SUPPLIED PASSAGE:
Tearing Apart the "Beauty Founder" and "Rich Second Generation" Internet Celebrity Labels: Exploring the Essence of Pika Being Pursued by Capital

Image source: Generated by Wujie AI

If you still don't know about Pika Labs, then you might be out of the loop. Because this AI startup, which was only established six months ago, has become the "new darling" of Silicon Valley capital.

We can see that the lineup of investors behind Pika Labs is quite luxurious, including OpenAI's two founding members Adam D'Angelo and Andrej Karpathy, former Github CEO Nat Friedman, HuggingFace founder Clem Delange, Giphy co-founder Alex Chung, YC partner Daniel Gross, and others. It's worth noting that this is almost half of Silicon Valley's AI industry.

In fact, it's not surprising that Pika Labs has become popular. This company is adorned with "second-generation rich," "beautiful female founder," "academic overachiever entrepreneurship," and other attention-grabbing "labels." But are these internet-famous "labels" the secret to Pika Labs' success?

Established for six months, only four employees, yet causing a sensation in Silicon Valley

When talking about Pika Labs, it's impossible to ignore the 95s girl, Guo Wenjing.

According to information, Guo Wenjing's mother is a high-achieving graduate of the Massachusetts Institute of Technology, and her father is the controlling shareholder of Zhejiang's first software company listed on the domestic main board, Xinyada Technology, Guo Huaqiang. Obviously, Guo Wenjing holds the script of a "second-generation rich" in her hands.

But in this background, Guo Wenjing's strong qualifications cannot be concealed. She was the first student in Zhejiang to be admitted to Harvard University ahead of schedule. After entering Harvard, while pursuing her studies, Guo Wenjing also interned at companies such as Meta, Microsoft, Google Brain, and Epic Games. After obtaining a master's degree in computer science and a bachelor's degree in mathematics, she went to Stanford University for a Ph.D.

It was her experience at Stanford University that led Guo Wenjing to meet Chenlin Meng, who later co-founded Pika Labs with her. In April of this year, the two of them dropped out of Stanford University to start Pika Labs. Just six months later, Pika Labs shocked the world.

Pika Labs founder Guo Wenjing (left) and co-founder and CTO Chenlin Meng.

On November 29, Pika Labs announced its latest video generation model, Pika 1.0, which can generate and edit 3D animations, cartoons, and movies with almost no threshold. Users only need to input a sentence to generate various styles of videos they want.

In the promotional video, Pika 1.0 has powerful semantic understanding. By entering the keywords "Musk wearing a spacesuit, 3D animation," a cartoon Musk wearing a spacesuit appears, with a SpaceX rocket in the background. The clarity and coherence of the generated video far surpass other AI video generation products on the market. It was this promotional video that "ignited" Silicon Valley for Pika.

(Promotional video animation)

In fact, on November 3, Pika Labs made its appearance in the public eye. At the release event of "The Wandering Earth 3," the industrial lab G!Lab was officially established, with strategic partners including Huawei, Xiaomi, and SenseTime, jointly exploring the creation of industrialized 3.0 movies using AI technology. Among the list of strategic partners, right next to SenseTime, in the second row, is Pika Labs. It was reported that director Guo Fan praised Pika's advanced research on AI videos after returning from a visit to the United States in October.

INFORMATION:
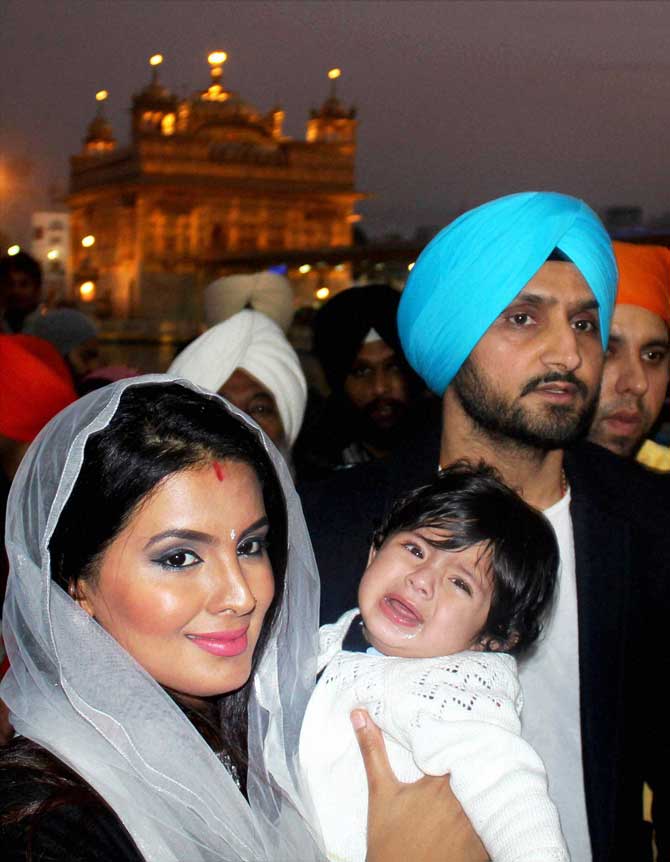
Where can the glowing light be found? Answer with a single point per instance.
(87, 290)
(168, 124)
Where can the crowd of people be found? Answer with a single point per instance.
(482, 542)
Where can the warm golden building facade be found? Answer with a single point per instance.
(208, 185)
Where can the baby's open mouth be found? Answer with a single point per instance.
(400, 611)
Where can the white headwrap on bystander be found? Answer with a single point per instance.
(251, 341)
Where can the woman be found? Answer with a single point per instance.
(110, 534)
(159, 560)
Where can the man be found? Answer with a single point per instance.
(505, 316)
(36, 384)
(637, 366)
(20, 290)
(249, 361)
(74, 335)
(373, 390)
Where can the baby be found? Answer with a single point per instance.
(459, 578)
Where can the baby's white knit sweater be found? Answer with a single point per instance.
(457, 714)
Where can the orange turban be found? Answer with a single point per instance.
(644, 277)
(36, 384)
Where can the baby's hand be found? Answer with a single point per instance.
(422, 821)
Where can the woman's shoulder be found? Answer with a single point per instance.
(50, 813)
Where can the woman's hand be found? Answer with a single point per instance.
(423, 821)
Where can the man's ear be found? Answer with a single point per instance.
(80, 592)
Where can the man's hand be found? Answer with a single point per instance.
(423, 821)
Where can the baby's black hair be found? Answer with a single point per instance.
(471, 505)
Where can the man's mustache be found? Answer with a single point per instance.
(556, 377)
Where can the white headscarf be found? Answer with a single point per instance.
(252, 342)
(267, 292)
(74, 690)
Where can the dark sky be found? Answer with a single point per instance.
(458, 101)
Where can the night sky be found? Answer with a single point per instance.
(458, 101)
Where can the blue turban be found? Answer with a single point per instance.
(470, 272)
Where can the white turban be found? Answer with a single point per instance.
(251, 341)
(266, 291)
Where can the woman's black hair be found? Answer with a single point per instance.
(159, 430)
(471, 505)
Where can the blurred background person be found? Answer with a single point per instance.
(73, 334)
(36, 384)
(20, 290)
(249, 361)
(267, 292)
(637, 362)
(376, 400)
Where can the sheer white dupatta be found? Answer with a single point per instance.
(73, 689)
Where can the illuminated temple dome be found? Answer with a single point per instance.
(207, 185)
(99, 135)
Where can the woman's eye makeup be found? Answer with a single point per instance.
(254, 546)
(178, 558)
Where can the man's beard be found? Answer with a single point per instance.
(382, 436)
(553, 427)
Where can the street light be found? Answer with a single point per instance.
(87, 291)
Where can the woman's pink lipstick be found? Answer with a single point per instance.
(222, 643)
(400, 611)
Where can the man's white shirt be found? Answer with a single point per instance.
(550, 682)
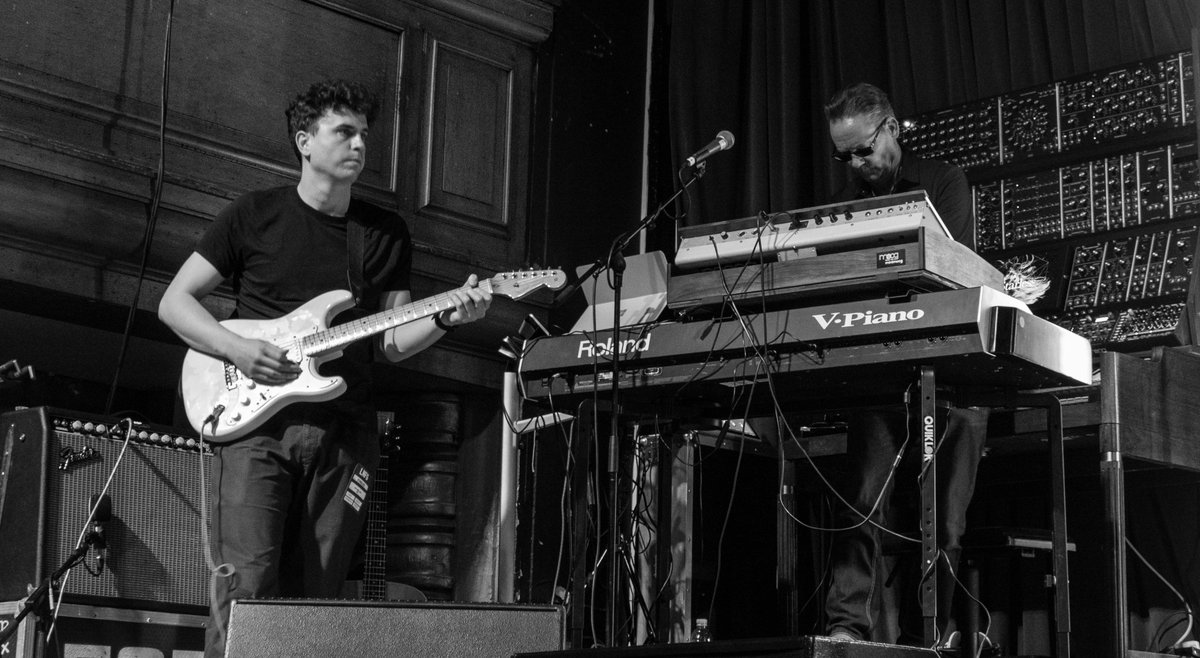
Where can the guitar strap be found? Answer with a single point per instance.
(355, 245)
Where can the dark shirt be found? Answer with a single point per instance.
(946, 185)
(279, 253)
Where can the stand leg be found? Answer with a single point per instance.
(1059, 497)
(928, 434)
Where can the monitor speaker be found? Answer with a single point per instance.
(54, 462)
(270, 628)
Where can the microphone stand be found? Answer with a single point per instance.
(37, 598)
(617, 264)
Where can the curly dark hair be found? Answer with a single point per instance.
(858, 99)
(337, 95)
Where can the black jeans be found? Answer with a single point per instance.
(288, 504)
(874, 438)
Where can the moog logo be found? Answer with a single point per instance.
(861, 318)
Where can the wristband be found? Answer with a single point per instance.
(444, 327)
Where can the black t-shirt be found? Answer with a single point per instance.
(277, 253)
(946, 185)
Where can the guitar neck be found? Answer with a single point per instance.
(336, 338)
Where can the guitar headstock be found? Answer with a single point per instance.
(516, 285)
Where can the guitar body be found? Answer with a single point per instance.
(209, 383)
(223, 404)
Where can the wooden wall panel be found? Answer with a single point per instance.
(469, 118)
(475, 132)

TASK DESCRIPTION:
Print the stretch of the Pika Labs article above from "If you still" through "Silicon Valley capital.", copying it word for word.

YOUR RESPONSE:
If you still don't know about Pika Labs, then you might be out of the loop. Because this AI startup, which was only established six months ago, has become the "new darling" of Silicon Valley capital.